Provided passage:
────────────────
Ohhh, snap! I was living under the impression that the x86 architecture
shares the same syscall table both for the 32- and 64-bit versions.
Thanks a lot for the quick answer, guys!
Stefan
On Wed, Apr 20, 2011 at 7:35 PM, David A. Ramos <daramos at stanford.edu>wrote:
> Stefan,
>
> Those syscall numbers appear to be for 32-bit Linux. Look in
> your /usr/include/asm/unistd_64.h file for the 64-bit syscall numbers, which
> are significantly different. They should correspond to what KLEE reports.
>
> -David
>
> On Apr 20, 2011, at 10:08 AM, Stefan Bucur wrote:
>
> Hi all,
>
> I recently noticed that whenever an external syscall() function is invoked
> in Klee, the syscall number (the first parameter of the function) is
> wrongfully displayed, although the correct syscall actually gets executed. I
> studied the external call logging code in the Executor to see if there is
> any bug, but I could not find any flaw.
>
> For instance, for the following simple program:
>
> #include <stdio.h>
> #include <string.h>
>
> int main(int argc, char **argv) {
> int a = 1;
> int b = 2;
> char buff[256];
> sprintf(buff, "Hey there %d, %d!\n", a, b);
> write(1, buff, strlen(buff));
> return 0;
> }
>
>
> Klee gives the following output (syscall numbers are in bold):
>
> *$ klee --posix-runtime --libc=uclibc --all-external-warnings test.o*
> KLEE: NOTE: Using model:
> /home/stefan/klee-vanilla/Release/lib/libkleeRuntimePOSIX.bca
> KLEE: output directory = "klee-out-1"
────────────────
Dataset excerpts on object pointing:
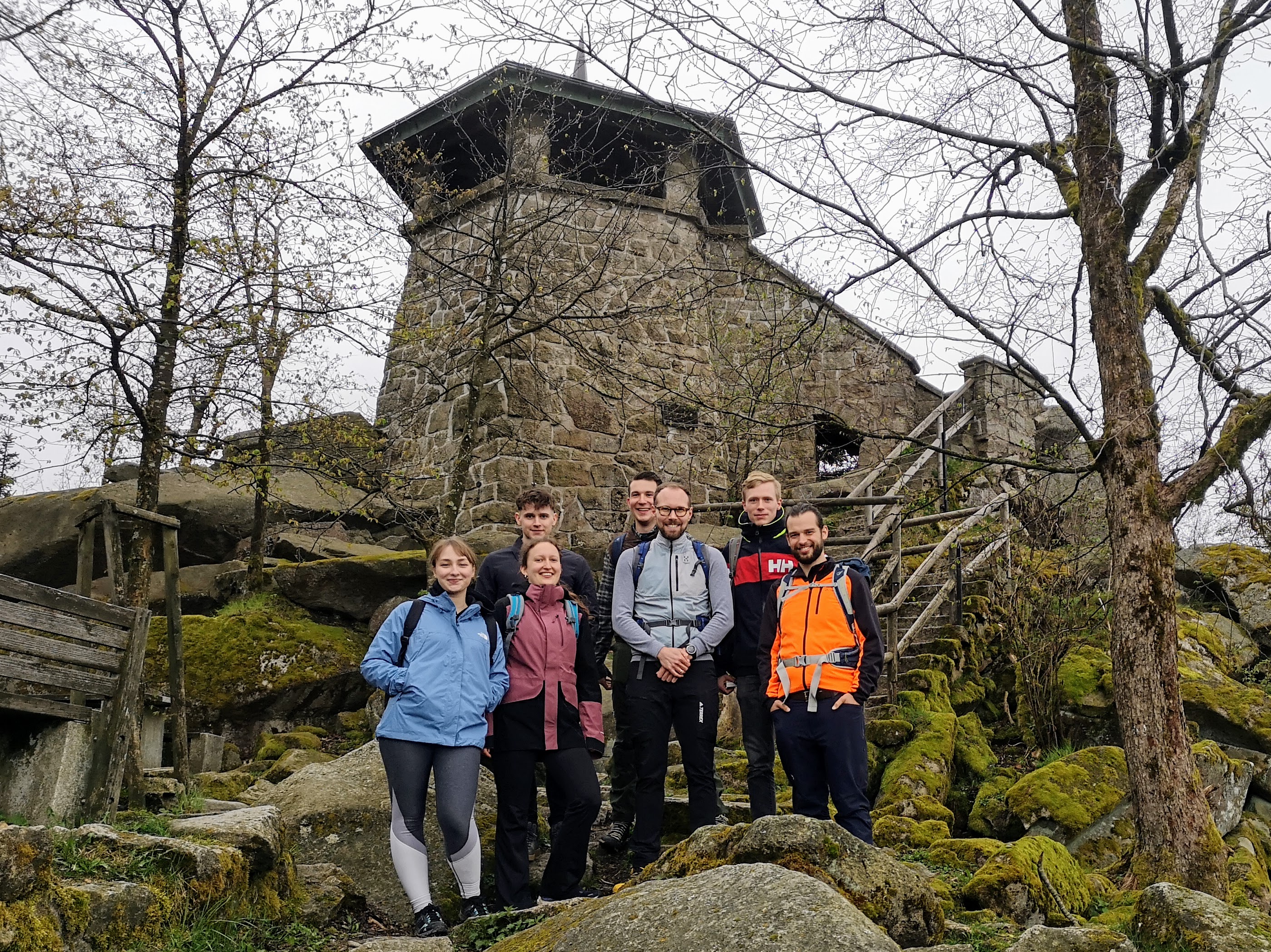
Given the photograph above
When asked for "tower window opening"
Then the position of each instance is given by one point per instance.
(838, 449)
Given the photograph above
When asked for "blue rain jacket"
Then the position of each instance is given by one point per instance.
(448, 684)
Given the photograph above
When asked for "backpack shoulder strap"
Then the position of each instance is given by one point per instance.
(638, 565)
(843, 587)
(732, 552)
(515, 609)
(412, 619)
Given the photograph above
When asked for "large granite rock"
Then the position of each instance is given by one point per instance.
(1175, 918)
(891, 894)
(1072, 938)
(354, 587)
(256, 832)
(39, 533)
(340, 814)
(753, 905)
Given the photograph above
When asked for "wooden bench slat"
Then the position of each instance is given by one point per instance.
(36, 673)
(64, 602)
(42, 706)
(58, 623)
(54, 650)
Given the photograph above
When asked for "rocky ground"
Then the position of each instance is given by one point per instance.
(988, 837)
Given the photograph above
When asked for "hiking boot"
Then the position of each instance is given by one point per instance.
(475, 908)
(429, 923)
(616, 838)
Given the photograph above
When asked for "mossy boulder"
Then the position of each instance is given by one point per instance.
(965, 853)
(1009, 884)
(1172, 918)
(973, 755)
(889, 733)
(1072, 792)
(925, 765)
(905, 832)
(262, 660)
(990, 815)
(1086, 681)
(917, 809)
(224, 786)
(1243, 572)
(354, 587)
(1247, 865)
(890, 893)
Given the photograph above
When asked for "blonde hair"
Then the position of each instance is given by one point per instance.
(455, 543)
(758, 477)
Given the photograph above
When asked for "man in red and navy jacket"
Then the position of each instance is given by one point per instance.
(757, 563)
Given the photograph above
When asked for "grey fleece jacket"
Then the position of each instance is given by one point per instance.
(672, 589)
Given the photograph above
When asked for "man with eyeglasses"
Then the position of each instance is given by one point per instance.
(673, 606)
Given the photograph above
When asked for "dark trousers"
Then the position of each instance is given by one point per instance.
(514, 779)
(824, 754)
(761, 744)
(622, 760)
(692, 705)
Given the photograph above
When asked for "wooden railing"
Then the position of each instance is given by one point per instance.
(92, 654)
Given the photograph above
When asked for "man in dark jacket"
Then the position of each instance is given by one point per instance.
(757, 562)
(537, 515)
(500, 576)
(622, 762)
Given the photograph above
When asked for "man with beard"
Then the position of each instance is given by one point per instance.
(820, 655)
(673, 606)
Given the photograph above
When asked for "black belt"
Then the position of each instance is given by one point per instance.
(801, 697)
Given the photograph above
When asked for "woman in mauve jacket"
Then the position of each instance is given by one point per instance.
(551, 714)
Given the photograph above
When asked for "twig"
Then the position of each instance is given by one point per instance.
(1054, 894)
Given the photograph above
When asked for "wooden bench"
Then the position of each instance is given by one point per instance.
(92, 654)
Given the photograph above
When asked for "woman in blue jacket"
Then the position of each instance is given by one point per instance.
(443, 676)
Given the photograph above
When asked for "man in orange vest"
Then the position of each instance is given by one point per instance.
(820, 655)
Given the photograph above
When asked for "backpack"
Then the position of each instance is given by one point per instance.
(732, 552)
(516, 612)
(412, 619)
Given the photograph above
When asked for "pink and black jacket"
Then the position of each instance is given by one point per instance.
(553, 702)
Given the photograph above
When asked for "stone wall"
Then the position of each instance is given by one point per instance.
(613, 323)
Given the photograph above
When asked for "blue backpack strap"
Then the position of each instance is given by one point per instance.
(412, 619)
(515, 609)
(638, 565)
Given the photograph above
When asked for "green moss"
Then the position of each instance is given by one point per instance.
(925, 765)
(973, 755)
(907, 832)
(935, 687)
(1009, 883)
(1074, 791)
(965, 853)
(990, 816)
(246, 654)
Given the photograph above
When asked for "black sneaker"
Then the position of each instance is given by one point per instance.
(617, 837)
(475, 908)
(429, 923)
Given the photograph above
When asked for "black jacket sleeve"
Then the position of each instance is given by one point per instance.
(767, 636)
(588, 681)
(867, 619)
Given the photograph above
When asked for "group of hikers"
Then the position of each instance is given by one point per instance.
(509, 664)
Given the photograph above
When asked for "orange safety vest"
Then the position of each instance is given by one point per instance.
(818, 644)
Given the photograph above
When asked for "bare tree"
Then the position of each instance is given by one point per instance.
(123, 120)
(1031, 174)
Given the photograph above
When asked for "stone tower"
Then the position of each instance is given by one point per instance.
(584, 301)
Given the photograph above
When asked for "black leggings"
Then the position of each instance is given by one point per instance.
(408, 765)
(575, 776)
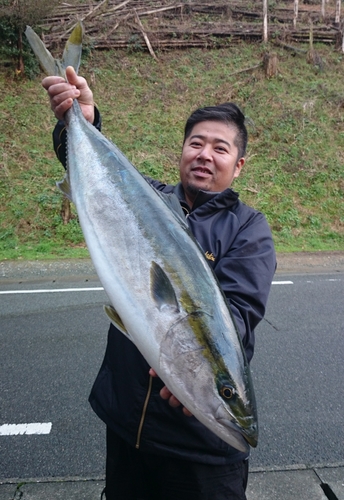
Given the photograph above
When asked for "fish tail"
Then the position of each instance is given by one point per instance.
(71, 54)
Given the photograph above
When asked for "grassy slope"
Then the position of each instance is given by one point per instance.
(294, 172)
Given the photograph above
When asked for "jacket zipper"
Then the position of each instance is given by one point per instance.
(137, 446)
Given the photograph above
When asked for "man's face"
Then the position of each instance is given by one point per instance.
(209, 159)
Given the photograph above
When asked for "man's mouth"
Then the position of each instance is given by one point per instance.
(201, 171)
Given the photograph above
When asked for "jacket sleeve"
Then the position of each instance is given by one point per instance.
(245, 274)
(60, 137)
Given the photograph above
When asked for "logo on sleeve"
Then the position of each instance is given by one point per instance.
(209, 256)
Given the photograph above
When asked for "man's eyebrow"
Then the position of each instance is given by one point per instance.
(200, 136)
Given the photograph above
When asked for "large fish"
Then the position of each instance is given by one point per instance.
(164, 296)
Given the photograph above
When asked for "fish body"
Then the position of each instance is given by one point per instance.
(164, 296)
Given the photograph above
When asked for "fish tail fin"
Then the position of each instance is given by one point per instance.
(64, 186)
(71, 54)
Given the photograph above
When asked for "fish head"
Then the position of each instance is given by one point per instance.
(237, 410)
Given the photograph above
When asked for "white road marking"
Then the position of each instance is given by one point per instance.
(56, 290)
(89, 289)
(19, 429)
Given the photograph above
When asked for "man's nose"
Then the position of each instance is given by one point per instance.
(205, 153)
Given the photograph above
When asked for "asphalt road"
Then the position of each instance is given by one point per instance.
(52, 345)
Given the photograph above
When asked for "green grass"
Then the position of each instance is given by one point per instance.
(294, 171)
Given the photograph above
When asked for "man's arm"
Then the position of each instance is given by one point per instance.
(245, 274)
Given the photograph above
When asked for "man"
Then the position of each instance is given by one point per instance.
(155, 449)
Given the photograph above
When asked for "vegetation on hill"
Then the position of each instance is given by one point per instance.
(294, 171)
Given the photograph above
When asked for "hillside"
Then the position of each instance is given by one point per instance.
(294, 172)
────────────────
Things to do:
(1) In the email thread, which file does David point to for the 64-bit syscall numbers?
(2) Reproduce the email thread between "Ohhh, snap! I" and "what KLEE reports.", inclusive, swapping "significantly" for "substantially".
Rely only on the email thread when responding.

Solutions for each task:
(1) /usr/include/asm/unistd_64.h

(2)
Ohhh, snap! I was living under the impression that the x86 architecture
shares the same syscall table both for the 32- and 64-bit versions.
Thanks a lot for the quick answer, guys!
Stefan
On Wed, Apr 20, 2011 at 7:35 PM, David A. Ramos <daramos at stanford.edu>wrote:
> Stefan,
>
> Those syscall numbers appear to be for 32-bit Linux. Look in
> your /usr/include/asm/unistd_64.h file for the 64-bit syscall numbers, which
> are substantially different. They should correspond to what KLEE reports.